## [WORK REQUIRED]
Copy out the entries below verbatim, from their first line through the line containing "[1125, 508]", both ends included.

## [AVAILABLE RECORDS]

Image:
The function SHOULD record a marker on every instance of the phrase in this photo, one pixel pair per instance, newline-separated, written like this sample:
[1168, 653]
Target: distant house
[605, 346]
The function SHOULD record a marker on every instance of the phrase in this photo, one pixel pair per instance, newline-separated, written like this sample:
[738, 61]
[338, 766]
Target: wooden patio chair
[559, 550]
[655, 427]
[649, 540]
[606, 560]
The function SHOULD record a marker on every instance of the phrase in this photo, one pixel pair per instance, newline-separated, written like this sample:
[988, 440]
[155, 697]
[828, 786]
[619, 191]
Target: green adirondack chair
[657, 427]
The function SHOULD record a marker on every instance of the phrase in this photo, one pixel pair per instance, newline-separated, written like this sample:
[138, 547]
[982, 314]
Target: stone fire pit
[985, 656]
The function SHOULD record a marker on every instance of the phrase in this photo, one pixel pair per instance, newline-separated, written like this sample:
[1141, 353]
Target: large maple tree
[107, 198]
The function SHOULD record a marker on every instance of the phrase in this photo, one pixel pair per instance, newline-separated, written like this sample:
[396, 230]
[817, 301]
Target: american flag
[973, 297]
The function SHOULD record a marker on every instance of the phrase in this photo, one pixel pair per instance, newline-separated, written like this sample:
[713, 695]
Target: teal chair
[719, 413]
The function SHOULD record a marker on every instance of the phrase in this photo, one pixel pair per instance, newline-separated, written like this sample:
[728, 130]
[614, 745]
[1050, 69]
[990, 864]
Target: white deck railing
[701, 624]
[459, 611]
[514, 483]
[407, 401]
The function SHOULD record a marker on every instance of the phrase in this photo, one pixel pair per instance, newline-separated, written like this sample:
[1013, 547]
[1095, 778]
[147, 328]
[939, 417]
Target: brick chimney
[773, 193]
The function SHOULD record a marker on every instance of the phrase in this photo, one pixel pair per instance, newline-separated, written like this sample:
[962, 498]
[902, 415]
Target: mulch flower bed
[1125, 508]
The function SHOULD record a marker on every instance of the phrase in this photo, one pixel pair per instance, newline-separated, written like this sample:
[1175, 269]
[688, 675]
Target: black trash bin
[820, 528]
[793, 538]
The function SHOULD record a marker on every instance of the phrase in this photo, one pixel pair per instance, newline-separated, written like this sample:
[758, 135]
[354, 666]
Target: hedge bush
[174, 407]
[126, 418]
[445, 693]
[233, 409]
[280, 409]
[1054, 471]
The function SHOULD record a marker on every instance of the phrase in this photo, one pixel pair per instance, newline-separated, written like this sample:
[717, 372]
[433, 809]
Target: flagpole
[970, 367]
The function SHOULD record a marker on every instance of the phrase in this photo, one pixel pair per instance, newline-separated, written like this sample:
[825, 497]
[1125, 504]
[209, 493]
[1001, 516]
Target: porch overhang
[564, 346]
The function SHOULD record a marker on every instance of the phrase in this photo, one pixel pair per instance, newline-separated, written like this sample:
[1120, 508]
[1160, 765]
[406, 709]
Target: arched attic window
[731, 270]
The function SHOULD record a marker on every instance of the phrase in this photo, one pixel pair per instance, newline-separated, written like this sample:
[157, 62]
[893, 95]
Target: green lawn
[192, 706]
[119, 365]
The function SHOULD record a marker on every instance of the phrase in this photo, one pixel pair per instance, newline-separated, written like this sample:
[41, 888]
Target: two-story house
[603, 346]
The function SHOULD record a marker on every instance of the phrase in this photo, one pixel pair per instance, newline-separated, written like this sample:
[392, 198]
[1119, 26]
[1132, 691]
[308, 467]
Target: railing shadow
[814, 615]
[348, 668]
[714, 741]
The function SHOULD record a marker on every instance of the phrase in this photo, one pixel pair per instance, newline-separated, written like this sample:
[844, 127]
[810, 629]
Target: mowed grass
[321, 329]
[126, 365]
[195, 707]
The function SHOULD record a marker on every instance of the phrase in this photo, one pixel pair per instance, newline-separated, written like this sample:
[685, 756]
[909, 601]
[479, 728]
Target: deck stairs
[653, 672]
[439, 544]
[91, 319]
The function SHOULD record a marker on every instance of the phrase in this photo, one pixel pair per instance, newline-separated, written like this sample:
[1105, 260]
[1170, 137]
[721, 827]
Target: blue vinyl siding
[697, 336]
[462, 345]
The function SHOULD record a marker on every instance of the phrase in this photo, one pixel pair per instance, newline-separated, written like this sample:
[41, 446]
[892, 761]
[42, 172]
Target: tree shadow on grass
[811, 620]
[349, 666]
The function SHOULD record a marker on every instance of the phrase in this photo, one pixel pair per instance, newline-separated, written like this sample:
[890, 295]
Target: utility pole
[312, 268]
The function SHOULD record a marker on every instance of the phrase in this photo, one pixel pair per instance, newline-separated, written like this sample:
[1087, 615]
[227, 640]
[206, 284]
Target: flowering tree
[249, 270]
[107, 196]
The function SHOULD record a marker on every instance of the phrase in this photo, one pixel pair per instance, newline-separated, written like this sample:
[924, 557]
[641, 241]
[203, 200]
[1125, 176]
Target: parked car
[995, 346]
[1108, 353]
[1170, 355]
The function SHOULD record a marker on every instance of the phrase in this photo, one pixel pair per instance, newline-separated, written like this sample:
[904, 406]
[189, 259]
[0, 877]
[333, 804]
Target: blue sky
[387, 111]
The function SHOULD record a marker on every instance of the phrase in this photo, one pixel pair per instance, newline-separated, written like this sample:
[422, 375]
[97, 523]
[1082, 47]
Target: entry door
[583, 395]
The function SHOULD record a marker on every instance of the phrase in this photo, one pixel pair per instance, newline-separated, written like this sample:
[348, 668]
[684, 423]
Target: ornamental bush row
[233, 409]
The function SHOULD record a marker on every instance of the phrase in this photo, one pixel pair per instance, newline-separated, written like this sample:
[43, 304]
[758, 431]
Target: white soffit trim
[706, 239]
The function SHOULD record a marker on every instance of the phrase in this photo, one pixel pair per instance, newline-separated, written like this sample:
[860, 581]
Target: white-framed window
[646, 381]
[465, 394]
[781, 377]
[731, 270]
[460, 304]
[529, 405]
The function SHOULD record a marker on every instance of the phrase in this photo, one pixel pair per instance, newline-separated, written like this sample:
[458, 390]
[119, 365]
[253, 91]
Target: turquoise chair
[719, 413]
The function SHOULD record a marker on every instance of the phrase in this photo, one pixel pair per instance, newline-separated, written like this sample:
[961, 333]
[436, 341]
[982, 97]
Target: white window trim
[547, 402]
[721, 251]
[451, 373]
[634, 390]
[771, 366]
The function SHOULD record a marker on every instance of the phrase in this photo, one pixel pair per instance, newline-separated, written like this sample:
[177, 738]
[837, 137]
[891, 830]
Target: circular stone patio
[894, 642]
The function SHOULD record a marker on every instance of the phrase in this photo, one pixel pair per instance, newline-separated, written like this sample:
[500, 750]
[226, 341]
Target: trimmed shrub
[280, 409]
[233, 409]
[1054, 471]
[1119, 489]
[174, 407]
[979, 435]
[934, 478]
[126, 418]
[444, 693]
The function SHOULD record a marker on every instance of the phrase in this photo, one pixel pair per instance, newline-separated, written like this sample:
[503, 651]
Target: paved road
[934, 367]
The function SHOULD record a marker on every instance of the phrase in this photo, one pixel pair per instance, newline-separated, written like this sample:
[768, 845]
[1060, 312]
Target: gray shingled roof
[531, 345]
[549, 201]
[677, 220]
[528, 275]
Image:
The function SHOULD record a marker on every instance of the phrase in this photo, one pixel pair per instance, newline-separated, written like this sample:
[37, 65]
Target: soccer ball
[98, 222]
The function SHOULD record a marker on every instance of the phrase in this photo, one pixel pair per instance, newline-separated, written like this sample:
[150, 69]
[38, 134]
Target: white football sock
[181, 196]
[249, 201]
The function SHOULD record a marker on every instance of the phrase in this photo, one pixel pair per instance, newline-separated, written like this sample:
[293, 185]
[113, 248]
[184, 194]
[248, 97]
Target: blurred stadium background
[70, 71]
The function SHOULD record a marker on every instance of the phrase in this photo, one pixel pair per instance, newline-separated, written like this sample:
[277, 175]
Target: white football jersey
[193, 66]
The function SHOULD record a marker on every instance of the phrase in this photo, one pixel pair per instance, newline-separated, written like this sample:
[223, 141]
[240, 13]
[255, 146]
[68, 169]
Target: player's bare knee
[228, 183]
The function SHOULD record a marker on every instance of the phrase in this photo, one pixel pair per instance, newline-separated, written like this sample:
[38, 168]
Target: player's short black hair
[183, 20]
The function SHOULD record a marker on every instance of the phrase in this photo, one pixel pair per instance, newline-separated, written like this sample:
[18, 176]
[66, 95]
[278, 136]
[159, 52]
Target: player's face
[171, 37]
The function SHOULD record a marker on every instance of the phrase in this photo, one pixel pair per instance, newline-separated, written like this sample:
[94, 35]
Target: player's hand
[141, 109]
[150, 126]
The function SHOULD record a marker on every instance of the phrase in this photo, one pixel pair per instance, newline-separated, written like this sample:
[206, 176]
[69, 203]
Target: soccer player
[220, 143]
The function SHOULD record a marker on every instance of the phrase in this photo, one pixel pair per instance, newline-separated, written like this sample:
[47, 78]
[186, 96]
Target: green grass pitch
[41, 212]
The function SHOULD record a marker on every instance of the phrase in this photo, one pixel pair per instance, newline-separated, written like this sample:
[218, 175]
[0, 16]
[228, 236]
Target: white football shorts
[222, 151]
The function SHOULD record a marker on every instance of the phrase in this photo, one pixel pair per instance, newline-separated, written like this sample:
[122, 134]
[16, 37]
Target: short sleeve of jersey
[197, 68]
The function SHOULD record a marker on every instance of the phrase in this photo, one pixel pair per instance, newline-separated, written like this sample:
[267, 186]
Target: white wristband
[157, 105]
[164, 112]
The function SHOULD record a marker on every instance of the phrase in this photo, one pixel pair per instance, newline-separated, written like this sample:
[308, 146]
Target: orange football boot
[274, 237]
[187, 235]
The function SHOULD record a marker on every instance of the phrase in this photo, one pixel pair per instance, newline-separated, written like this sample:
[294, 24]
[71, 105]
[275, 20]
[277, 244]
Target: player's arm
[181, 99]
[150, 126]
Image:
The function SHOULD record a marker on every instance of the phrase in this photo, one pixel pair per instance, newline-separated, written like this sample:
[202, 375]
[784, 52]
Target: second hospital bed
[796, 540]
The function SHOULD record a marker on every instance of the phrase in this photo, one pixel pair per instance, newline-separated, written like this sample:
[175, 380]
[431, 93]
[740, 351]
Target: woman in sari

## [WORKED SOLUTION]
Image:
The function SHOULD record a marker on every instance of the phrase in this photo, one pixel pair per instance, newline-separated, written like this sample:
[1168, 653]
Target: distant house
[605, 346]
The function SHOULD record a marker on every instance of the phrase in this photo, one pixel pair per instance, newline-separated, written like this sample:
[738, 61]
[338, 766]
Target: wooden patio chair
[559, 550]
[655, 427]
[649, 540]
[606, 560]
The function SHOULD record a marker on every instance of the phrase in this photo, one pixel pair per instance, newline-separated, written like this sample:
[988, 440]
[155, 697]
[828, 786]
[619, 191]
Target: green adirondack chair
[657, 427]
The function SHOULD record a marker on every instance of the phrase in this photo, one pixel pair per instance, newline-separated, written like this sample:
[138, 547]
[982, 314]
Target: stone fire pit
[985, 656]
The function SHOULD record a marker on every instance of the phrase in this photo, one pixel pair per instance, newline-separated, written like this sample:
[1141, 353]
Target: large maple tree
[107, 198]
The function SHOULD record a marker on every instance of the phrase in this photo, one pixel pair per instance, newline-separated, written like this sample:
[396, 230]
[817, 301]
Target: american flag
[973, 297]
The function SHOULD record a marker on every instance of the phrase in this photo, one pixel pair per instance, newline-separated, written like this sample:
[713, 695]
Target: teal chair
[719, 413]
The function SHOULD record a marker on every instance of the phrase in this photo, one pixel pair per instance, newline-separated, written like this sample:
[728, 130]
[614, 745]
[1050, 69]
[990, 864]
Target: white deck railing
[701, 624]
[459, 611]
[514, 483]
[407, 401]
The function SHOULD record a marker on every instance of the phrase in this photo, one pixel pair per instance, newline-separated, written like this sample:
[1013, 547]
[1095, 778]
[147, 328]
[939, 417]
Target: brick chimney
[773, 193]
The function SHOULD record a marker on every instance of the phrase in this photo, one pixel pair per instance, newline-separated, written like this sample:
[962, 498]
[902, 415]
Target: mulch flower bed
[1125, 508]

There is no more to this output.